### TASK PROMPT
All that is wanted is a word-for-word copy of the line with "Target: diagonal branch" and every line after it in the data below.

### EXCERPTED DATA
-- Opening Marker --

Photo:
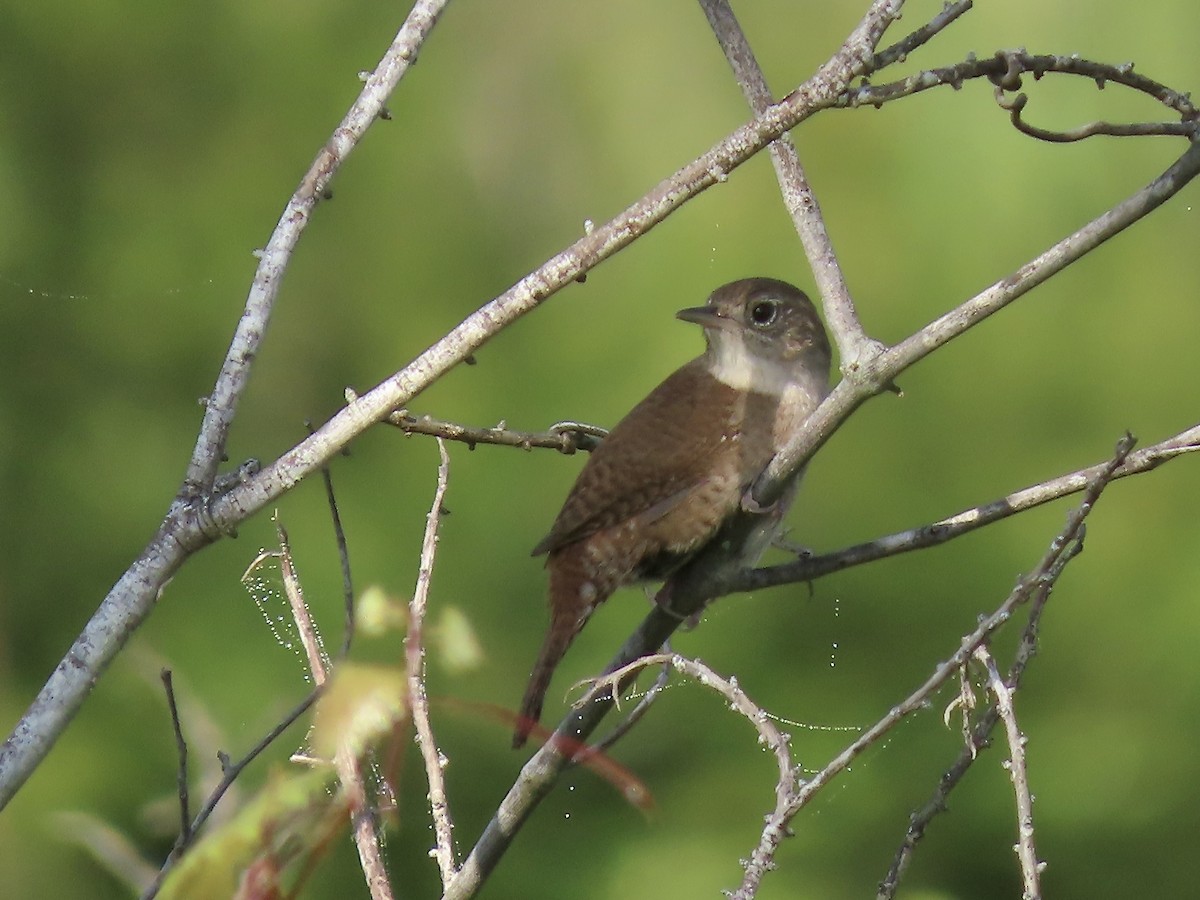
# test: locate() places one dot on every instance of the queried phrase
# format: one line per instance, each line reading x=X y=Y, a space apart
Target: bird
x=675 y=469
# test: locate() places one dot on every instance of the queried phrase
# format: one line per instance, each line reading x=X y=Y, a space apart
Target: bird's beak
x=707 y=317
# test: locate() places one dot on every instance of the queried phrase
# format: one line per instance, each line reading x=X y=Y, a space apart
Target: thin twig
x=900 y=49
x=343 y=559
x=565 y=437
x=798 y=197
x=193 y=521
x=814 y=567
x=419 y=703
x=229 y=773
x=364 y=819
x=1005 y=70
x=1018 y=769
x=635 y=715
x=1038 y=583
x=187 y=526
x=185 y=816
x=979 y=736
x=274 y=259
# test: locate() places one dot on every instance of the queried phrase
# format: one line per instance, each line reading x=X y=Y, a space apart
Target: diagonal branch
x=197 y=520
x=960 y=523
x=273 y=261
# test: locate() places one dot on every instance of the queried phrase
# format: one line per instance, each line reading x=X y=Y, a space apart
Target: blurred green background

-- Closing Marker --

### SOLUTION TO THIS EXERCISE
Target: diagonal branch
x=197 y=520
x=960 y=523
x=273 y=261
# test: locate() places one dot on every instance of the queried phrase
# format: one line per instance, each line reading x=X y=Y, a space apart
Target: blurred green background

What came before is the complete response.